In the areas where treaties were signed the First Nations were generally promised that their way of life would not be extinguished. There was nothing in them about residential schools.
In areas where no treaties were signed Aboriginal Title is recognized - in Canada, at least - and there was no justification at all for taking the children.
The rights of the First Nations have been recognized in law - but largely ignored - since 1763 and through treaties - also largely ignored - after that. There is no legal way to ignore those rights, as so many seem to wish to do. The Truth and Reconciliation Commission outlined a process for addressing these issues outside of the courts, but the courts remain an option.
A former government medical man, Peter Henderson Bryce, tried to get the government to address the problem a hundred years ago. You can read his book "The Story of a National Crime" online: http://caid.ca/AppJusIndCan1922.pdf
Now the Vatican is nothing more than a cabal of lunatics.
I don't think you're suggesting the church should get a free pass on this.
Laws were broken. Children died through neglect and sometimes abuse. Hard to sweep that under the rug. Not very Christian, y'know?
Not sure how to respond to that. By that logic: it was a small number of people who burned the church, so the whole bunch shouldn't be blamed for the crime. That's not happening: this whole thread started with a broadside against the whole culture.

Available data –
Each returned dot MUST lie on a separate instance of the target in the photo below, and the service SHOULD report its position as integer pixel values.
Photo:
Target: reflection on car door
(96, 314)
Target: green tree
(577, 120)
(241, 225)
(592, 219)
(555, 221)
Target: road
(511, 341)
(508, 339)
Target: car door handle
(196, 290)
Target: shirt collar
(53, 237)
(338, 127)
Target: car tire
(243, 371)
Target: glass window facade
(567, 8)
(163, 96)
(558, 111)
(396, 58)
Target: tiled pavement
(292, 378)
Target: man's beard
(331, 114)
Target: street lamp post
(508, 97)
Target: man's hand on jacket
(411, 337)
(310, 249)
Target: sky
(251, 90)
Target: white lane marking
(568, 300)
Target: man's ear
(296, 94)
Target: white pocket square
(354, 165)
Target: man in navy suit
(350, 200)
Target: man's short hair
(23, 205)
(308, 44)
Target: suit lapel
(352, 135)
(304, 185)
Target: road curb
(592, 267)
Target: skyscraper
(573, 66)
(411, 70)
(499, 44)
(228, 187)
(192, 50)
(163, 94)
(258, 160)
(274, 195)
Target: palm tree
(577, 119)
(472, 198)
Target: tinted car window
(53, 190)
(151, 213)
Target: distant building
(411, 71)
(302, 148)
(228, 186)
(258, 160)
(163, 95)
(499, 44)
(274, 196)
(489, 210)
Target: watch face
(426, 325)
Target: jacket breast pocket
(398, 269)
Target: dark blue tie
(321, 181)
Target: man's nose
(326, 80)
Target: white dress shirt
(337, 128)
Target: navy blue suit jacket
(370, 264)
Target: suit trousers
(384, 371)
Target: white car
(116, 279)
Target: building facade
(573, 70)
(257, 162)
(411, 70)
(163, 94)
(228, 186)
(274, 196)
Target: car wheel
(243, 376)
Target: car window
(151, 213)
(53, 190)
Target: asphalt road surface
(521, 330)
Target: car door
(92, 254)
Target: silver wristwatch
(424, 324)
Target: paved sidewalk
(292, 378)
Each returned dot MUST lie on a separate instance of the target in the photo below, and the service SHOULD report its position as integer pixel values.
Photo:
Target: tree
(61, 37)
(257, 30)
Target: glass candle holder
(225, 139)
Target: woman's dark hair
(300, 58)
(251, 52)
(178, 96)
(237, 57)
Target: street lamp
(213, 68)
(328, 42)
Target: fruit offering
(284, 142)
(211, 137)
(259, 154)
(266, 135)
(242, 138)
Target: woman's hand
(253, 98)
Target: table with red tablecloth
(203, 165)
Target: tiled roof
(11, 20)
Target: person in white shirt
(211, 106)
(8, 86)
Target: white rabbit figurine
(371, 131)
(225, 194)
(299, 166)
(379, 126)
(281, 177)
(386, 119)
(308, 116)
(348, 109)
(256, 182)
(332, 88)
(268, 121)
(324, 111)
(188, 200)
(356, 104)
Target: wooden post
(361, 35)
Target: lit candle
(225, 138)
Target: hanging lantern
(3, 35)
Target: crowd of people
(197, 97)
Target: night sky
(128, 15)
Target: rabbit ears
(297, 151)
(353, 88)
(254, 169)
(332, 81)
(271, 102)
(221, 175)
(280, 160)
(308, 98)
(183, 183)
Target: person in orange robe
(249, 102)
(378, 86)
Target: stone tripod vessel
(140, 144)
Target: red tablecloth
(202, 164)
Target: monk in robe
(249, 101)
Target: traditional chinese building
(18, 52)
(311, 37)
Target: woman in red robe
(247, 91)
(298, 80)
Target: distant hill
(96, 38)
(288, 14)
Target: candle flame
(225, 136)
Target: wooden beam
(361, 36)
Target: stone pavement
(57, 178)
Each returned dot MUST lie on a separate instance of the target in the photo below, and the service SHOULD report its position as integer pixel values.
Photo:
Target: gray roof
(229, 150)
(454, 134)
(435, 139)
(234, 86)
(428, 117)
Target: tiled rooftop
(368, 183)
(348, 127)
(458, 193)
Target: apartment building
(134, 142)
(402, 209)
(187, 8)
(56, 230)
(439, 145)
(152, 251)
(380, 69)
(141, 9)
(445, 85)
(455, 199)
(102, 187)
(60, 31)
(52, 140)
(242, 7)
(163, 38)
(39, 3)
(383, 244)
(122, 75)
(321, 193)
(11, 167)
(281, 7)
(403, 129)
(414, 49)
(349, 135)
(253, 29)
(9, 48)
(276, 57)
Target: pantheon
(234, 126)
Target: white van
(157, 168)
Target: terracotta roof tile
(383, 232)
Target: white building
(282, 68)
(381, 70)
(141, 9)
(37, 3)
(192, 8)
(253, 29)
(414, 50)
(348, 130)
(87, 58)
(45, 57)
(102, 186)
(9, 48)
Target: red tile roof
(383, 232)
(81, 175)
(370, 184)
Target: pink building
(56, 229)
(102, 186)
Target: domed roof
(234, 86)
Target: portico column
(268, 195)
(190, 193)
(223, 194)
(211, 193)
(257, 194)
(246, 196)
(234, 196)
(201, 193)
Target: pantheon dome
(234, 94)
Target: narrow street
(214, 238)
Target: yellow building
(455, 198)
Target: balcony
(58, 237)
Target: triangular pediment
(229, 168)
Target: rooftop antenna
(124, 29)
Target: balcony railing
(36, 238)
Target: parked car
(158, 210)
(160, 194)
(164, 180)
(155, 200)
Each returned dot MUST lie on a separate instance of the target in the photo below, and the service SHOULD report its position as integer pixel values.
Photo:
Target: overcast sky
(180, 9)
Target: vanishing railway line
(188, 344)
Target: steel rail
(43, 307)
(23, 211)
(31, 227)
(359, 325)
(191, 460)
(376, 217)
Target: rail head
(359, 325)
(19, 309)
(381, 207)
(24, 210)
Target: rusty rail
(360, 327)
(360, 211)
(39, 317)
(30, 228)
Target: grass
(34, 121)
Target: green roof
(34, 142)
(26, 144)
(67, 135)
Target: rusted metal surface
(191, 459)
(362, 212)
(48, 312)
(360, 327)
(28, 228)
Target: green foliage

What this exercise asks –
1 > Answer these from the comments on First Nations rights, one line each:
(a) In treaty areas, what were the First Nations generally promised?
(b) Since what year have First Nations rights been recognized in law?
(c) What is the title of Peter Henderson Bryce's book?
2 > According to the comments on First Nations rights, why was there no justification for taking the children in areas where no treaties were signed?

Solution list –
1 >
(a) That their way of life would not be extinguished.
(b) 1763.
(c) "The Story of a National Crime."

2 > In those areas, Aboriginal Title is recognized, at least in Canada. Because that title stands, there was no justification at all for taking the children.